▶ **Stated task**:
Copy out everything from the line containing "For this evaluation, spot every instance of the golden" down to the end of the listing, swapping "dot" for "point" and leaving everything else the same.
* START The input *
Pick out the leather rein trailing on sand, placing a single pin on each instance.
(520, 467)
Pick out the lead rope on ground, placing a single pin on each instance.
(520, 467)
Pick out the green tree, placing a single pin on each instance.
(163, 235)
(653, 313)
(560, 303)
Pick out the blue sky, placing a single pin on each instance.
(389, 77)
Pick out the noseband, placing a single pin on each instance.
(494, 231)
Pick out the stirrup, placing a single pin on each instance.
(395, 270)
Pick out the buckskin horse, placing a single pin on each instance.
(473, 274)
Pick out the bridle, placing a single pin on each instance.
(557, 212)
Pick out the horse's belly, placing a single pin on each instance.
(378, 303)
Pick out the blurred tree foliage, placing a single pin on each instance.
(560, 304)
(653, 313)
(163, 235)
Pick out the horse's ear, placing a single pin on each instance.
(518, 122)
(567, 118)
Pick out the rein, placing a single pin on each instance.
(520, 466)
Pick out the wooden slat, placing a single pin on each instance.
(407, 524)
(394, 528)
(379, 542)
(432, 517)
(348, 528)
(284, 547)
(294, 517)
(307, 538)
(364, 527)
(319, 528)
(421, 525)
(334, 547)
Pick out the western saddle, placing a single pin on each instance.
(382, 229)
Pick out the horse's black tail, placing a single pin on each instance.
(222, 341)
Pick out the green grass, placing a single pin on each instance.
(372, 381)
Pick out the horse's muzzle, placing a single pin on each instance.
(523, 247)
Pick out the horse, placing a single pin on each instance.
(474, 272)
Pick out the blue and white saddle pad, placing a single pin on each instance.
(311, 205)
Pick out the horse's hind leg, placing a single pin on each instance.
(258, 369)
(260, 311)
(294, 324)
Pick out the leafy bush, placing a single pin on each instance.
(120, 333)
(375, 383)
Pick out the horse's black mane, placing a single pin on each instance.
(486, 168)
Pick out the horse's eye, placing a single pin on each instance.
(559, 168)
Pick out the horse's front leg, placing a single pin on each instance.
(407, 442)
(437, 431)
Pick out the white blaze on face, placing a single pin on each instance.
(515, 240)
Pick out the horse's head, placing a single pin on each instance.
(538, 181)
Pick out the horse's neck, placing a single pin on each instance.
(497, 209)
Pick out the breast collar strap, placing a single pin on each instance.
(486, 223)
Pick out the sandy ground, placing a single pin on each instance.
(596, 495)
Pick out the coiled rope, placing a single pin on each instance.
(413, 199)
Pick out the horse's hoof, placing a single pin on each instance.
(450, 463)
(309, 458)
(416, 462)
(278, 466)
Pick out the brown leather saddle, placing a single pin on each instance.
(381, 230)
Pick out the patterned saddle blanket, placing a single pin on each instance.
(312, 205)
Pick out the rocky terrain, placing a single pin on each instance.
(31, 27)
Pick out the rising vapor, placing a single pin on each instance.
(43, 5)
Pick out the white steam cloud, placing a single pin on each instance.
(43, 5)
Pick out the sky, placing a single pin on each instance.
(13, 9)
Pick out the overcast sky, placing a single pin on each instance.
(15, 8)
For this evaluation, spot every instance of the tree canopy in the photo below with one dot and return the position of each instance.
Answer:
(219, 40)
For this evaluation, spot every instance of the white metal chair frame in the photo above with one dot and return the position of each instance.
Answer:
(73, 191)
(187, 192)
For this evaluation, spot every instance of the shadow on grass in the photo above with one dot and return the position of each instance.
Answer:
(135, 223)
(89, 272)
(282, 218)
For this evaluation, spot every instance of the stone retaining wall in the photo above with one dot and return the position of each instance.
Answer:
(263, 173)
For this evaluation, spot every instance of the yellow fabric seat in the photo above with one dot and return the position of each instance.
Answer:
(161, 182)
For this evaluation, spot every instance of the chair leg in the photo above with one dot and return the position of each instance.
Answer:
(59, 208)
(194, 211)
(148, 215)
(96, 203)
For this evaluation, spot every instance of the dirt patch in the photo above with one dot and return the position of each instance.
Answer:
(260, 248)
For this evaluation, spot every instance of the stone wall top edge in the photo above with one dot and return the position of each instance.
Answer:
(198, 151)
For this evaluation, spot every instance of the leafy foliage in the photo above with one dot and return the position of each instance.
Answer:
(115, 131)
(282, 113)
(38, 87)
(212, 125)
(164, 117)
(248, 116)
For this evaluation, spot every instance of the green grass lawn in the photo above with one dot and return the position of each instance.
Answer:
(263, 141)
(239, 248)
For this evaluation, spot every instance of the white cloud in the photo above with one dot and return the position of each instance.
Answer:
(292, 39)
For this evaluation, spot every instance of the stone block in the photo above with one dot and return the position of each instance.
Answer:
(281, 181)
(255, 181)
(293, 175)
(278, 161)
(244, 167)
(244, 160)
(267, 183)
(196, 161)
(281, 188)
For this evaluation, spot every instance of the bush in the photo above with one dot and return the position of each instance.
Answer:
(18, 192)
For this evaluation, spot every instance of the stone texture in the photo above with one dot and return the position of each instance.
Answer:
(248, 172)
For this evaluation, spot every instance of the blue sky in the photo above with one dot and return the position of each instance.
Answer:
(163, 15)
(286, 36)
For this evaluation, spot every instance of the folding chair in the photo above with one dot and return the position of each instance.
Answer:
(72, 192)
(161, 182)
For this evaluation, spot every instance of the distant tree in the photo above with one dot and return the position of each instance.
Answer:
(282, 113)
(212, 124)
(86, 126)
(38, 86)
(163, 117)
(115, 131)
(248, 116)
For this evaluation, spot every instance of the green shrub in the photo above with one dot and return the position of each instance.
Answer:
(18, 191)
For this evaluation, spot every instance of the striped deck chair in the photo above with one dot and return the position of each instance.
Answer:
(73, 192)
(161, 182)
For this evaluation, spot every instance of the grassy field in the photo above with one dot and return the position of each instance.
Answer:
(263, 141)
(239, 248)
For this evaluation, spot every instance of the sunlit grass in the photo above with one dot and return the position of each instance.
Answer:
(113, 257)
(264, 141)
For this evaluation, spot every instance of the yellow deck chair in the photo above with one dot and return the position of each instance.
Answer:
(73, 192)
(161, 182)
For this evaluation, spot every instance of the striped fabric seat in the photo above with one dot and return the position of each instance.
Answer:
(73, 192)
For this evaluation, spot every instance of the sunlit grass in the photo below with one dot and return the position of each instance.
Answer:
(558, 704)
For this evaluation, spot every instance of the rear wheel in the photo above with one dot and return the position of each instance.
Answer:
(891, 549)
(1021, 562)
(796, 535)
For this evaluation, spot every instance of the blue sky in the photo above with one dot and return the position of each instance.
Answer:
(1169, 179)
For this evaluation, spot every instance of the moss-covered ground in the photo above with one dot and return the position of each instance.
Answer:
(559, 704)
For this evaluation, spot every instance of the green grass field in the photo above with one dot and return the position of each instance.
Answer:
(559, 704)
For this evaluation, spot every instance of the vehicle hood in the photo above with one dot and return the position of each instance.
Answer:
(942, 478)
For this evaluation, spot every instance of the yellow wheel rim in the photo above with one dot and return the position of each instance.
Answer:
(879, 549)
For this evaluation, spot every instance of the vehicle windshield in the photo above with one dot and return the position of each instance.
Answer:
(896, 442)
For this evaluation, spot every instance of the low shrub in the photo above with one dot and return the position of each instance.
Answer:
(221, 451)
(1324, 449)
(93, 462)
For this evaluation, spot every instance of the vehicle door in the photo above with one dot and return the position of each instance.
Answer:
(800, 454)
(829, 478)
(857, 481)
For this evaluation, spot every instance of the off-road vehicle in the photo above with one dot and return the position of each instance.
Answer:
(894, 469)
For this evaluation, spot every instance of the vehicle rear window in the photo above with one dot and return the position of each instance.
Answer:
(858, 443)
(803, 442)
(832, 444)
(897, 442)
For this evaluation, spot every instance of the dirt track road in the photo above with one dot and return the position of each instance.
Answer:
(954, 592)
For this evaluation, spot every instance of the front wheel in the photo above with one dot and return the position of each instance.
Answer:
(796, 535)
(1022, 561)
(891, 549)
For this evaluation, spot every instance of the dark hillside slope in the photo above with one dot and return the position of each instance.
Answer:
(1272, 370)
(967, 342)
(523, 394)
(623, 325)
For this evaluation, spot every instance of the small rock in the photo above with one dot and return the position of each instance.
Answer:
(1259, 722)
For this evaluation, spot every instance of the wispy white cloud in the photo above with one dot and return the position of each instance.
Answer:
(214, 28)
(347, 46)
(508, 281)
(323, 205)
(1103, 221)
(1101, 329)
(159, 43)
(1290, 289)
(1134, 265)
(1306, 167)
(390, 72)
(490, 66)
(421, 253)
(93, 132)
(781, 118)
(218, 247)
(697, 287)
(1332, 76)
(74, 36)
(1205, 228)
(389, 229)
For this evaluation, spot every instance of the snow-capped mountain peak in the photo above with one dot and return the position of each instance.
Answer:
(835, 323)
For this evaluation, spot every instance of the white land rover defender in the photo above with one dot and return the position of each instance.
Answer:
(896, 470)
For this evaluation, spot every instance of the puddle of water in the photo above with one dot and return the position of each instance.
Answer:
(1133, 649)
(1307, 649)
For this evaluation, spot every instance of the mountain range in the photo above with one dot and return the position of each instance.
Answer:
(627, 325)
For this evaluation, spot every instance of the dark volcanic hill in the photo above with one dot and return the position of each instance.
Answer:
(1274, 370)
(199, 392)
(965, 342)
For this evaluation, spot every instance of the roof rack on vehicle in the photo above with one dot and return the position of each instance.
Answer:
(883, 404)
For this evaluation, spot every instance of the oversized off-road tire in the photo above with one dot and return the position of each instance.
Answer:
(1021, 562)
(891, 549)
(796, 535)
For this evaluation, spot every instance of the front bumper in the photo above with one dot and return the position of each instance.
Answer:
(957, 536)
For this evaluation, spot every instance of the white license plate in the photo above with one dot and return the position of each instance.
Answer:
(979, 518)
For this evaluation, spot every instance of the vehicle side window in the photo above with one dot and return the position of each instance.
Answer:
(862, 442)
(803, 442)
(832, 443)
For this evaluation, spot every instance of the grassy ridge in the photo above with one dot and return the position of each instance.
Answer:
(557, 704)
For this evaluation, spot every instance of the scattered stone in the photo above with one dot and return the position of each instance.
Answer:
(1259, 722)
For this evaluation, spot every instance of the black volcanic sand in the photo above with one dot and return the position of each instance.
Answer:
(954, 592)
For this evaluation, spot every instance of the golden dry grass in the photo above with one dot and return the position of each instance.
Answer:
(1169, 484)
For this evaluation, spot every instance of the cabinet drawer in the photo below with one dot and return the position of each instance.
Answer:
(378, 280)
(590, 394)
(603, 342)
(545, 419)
* END The input *
▶ **Completed exercise**:
For this evaluation, spot every instance of the golden dry grass in the photo above with one point and return the position of each instance.
Answer:
(1169, 484)
For this evaluation, spot every instance of the cabinet drawer in the photo below with one point and return the position of each instance.
Answer:
(378, 280)
(590, 394)
(603, 342)
(545, 419)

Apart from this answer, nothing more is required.